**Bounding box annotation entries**
+++

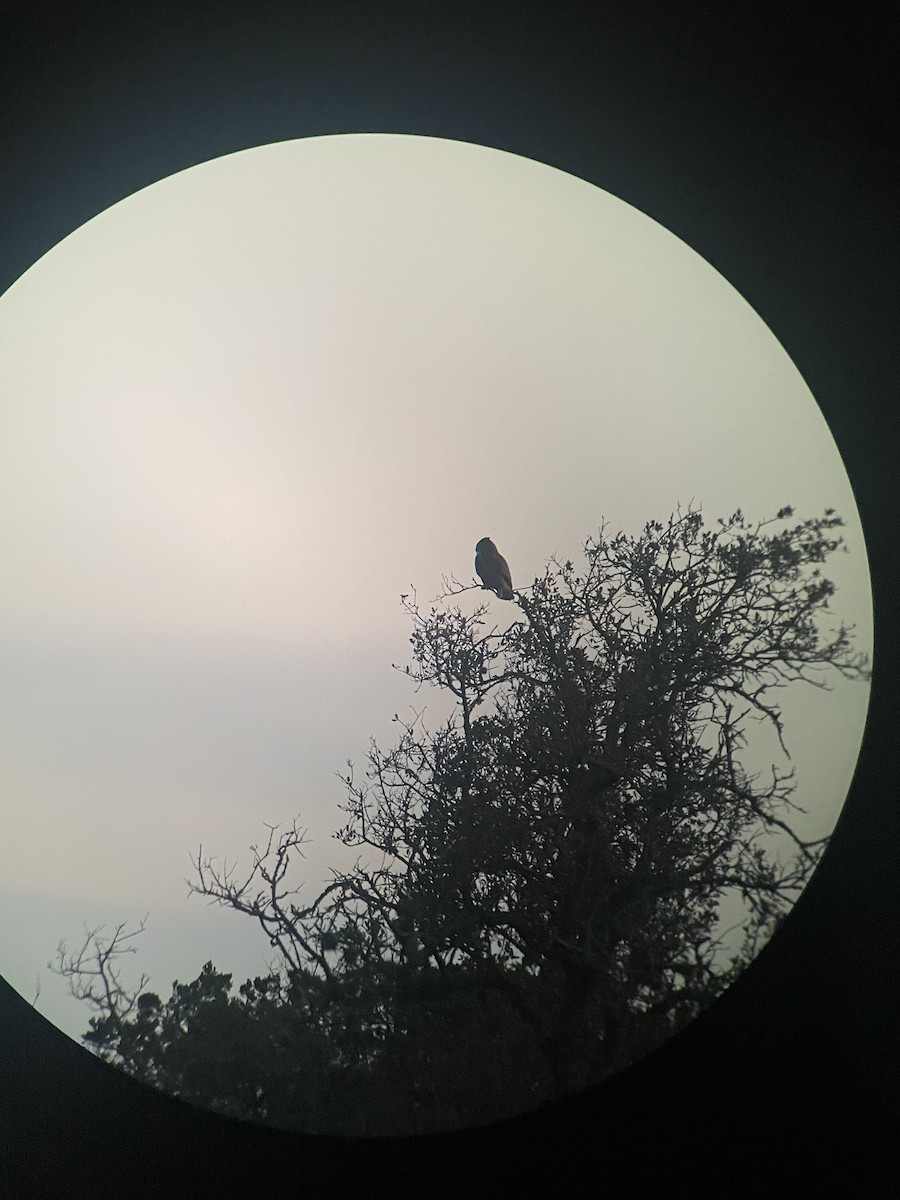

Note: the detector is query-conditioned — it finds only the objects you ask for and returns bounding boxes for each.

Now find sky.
[0,134,871,1039]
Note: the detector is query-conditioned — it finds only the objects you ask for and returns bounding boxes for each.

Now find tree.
[52,508,865,1133]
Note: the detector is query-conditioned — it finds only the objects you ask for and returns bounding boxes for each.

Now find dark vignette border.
[0,0,900,1196]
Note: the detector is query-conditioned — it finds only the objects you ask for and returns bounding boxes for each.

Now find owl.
[475,538,512,600]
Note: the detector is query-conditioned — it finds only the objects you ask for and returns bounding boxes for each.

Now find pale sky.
[0,134,871,1038]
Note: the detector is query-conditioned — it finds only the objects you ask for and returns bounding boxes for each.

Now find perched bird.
[475,538,512,600]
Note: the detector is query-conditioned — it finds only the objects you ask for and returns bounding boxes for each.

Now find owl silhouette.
[475,538,514,600]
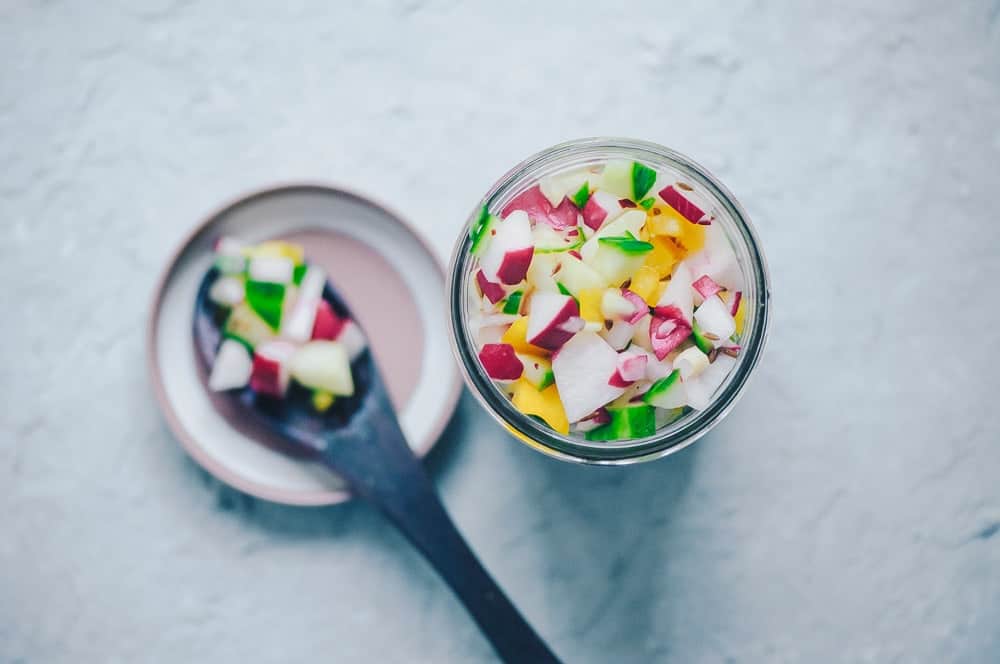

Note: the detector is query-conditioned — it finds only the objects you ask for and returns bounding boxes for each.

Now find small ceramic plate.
[147,184,461,505]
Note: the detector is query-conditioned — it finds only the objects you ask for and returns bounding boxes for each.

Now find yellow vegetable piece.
[644,236,684,279]
[245,240,305,265]
[646,205,705,253]
[629,265,660,306]
[500,316,550,357]
[577,288,604,325]
[312,390,334,413]
[733,297,747,334]
[513,378,569,435]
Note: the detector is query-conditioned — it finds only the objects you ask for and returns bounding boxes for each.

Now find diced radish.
[247,256,295,284]
[289,341,354,397]
[685,354,736,410]
[600,318,635,350]
[649,315,691,360]
[479,344,524,380]
[337,320,368,362]
[208,339,253,392]
[553,255,605,295]
[500,185,577,230]
[574,408,611,433]
[250,340,295,398]
[674,346,708,380]
[691,274,722,299]
[622,288,649,325]
[527,291,584,350]
[694,295,736,340]
[660,182,712,225]
[552,332,624,422]
[583,190,622,231]
[479,209,536,284]
[601,288,632,324]
[208,277,246,307]
[618,348,649,382]
[729,291,743,316]
[476,270,507,304]
[309,300,347,341]
[654,261,694,328]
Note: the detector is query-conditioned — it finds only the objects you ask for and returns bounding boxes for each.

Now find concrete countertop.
[0,0,1000,663]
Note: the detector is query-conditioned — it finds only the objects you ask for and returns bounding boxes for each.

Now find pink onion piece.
[691,274,722,300]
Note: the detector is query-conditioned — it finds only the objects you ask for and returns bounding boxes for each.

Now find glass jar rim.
[447,137,770,465]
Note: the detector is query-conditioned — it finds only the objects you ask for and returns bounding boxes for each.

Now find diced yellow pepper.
[576,288,604,325]
[644,236,684,279]
[500,316,551,357]
[513,378,569,435]
[629,265,660,306]
[646,205,705,253]
[245,240,305,265]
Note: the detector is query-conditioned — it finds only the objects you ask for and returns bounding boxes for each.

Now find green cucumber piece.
[569,182,590,210]
[222,302,274,354]
[469,205,497,256]
[584,403,656,441]
[597,234,653,256]
[691,320,715,355]
[642,369,686,410]
[632,161,656,201]
[246,281,285,331]
[503,291,524,314]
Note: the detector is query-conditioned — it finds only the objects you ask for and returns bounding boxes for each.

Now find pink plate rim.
[146,180,462,506]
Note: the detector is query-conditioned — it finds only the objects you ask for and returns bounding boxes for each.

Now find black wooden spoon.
[194,269,559,663]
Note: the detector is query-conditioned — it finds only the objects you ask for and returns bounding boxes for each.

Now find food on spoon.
[202,238,367,413]
[468,160,747,441]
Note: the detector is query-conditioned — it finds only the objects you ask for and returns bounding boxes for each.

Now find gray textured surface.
[0,0,1000,662]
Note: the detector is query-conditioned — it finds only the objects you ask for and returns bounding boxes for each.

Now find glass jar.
[448,138,770,464]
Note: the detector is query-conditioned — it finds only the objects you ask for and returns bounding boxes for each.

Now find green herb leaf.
[598,233,653,254]
[469,205,496,254]
[503,291,524,314]
[632,161,656,200]
[570,182,590,210]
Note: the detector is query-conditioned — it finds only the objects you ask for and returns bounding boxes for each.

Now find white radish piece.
[694,295,736,340]
[552,332,624,422]
[208,339,253,392]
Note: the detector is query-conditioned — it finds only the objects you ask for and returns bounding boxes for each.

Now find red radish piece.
[337,320,368,362]
[622,288,649,325]
[479,211,536,285]
[654,262,694,327]
[618,349,649,382]
[649,316,691,360]
[694,295,736,339]
[309,300,347,341]
[250,341,295,398]
[500,185,577,230]
[660,185,712,225]
[552,332,624,422]
[476,270,507,304]
[729,291,743,316]
[691,274,722,300]
[583,191,622,231]
[526,291,583,350]
[479,344,524,380]
[208,339,253,392]
[600,318,635,350]
[247,256,295,284]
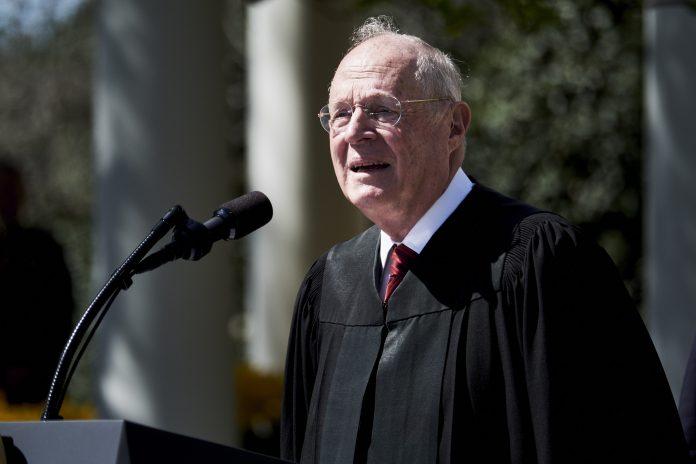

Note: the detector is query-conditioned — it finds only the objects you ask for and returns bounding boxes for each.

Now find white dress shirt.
[379,168,474,298]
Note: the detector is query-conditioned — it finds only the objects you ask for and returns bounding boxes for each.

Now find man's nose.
[344,106,373,143]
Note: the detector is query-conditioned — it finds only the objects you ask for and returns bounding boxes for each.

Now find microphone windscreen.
[226,191,273,240]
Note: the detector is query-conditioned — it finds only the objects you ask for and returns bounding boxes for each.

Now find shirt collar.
[380,168,474,268]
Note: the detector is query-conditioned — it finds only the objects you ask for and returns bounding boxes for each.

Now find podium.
[0,420,287,464]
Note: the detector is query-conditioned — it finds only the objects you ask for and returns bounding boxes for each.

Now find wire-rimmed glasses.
[317,95,451,133]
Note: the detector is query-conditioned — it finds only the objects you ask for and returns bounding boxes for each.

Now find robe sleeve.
[502,214,687,463]
[280,258,326,462]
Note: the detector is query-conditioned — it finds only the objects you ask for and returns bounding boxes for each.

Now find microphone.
[133,191,273,274]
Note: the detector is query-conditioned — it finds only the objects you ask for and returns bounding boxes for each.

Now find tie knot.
[389,243,418,277]
[384,243,418,303]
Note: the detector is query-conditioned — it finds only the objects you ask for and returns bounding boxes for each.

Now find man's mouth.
[350,163,389,172]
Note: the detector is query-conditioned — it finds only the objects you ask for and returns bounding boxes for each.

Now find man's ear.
[449,101,471,150]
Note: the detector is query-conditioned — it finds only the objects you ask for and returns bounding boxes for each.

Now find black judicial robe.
[281,185,687,464]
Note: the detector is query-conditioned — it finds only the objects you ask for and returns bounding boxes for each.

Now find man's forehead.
[331,37,416,99]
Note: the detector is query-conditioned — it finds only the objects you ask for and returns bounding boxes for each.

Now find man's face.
[329,36,461,240]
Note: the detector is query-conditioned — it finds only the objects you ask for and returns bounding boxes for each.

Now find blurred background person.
[0,159,74,404]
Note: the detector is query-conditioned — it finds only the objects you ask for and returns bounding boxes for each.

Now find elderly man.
[282,17,687,464]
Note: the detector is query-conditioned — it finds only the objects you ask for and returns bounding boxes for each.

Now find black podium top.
[0,420,286,464]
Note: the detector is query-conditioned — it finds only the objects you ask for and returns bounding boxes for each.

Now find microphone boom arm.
[41,205,188,421]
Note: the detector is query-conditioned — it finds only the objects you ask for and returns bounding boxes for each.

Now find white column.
[94,0,235,444]
[247,0,365,372]
[644,0,696,397]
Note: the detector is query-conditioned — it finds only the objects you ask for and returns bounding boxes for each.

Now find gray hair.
[348,15,464,101]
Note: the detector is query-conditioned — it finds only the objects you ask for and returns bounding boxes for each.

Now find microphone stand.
[41,205,188,421]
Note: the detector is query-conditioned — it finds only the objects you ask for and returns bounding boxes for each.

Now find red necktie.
[384,243,418,303]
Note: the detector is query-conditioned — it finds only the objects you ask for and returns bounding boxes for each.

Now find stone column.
[644,0,696,397]
[247,0,365,372]
[94,0,235,444]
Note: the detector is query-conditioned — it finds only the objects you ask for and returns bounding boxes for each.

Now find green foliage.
[362,0,642,299]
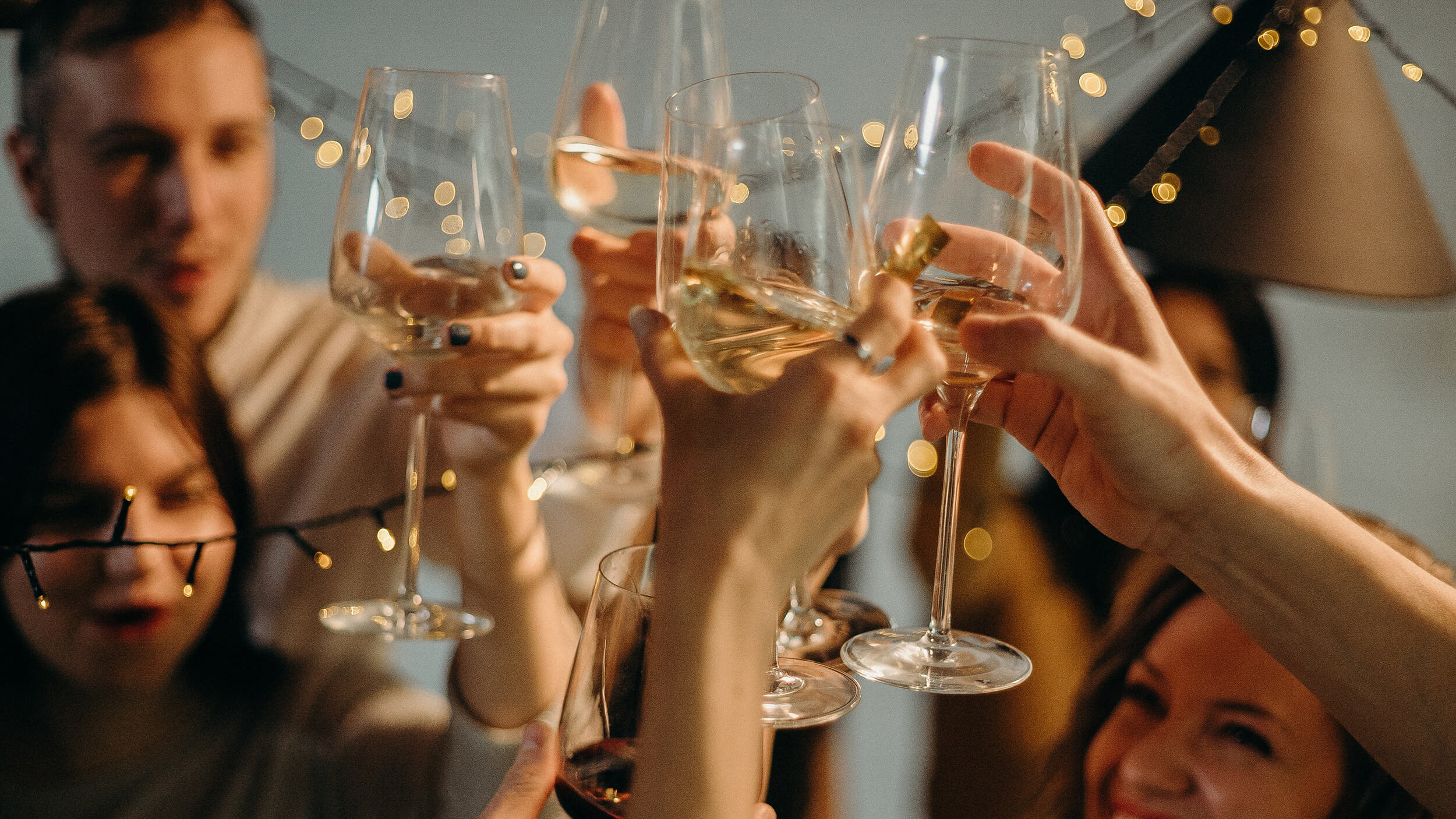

+++

**DESCRIPTION OF THE TASK**
Starting at the beginning of the listing and ending with the line that contains "[0,134,871,1038]", write the lines out again with "tree" substituted by "branch" and nothing else altered. Omit the pictures.

**REPLY TO THE EXERCISE**
Note: the detector is query-conditioned — it finds only the objects you ask for and returns bounding boxes for each.

Now find sky.
[0,134,871,1039]
Note: the detector is query-conditioned — it finds only the objects you ask for and returns bounding boxes for each.

Now find branch.
[52,508,865,1133]
Note: the detector is query-conditioned — it finds only the objects you ask for and returns bounding boxes for each.

Now find dark vignette border.
[0,0,900,1196]
Note: the detector is query-conditioned — it finds only the objects you ask for and returns bounding boxes for each.

Now find owl.
[475,538,512,600]
Note: the detector is query-conditioned — it finds only the objects you ask for and returns bounding boxes for each.

Now find pale sky.
[0,134,871,1038]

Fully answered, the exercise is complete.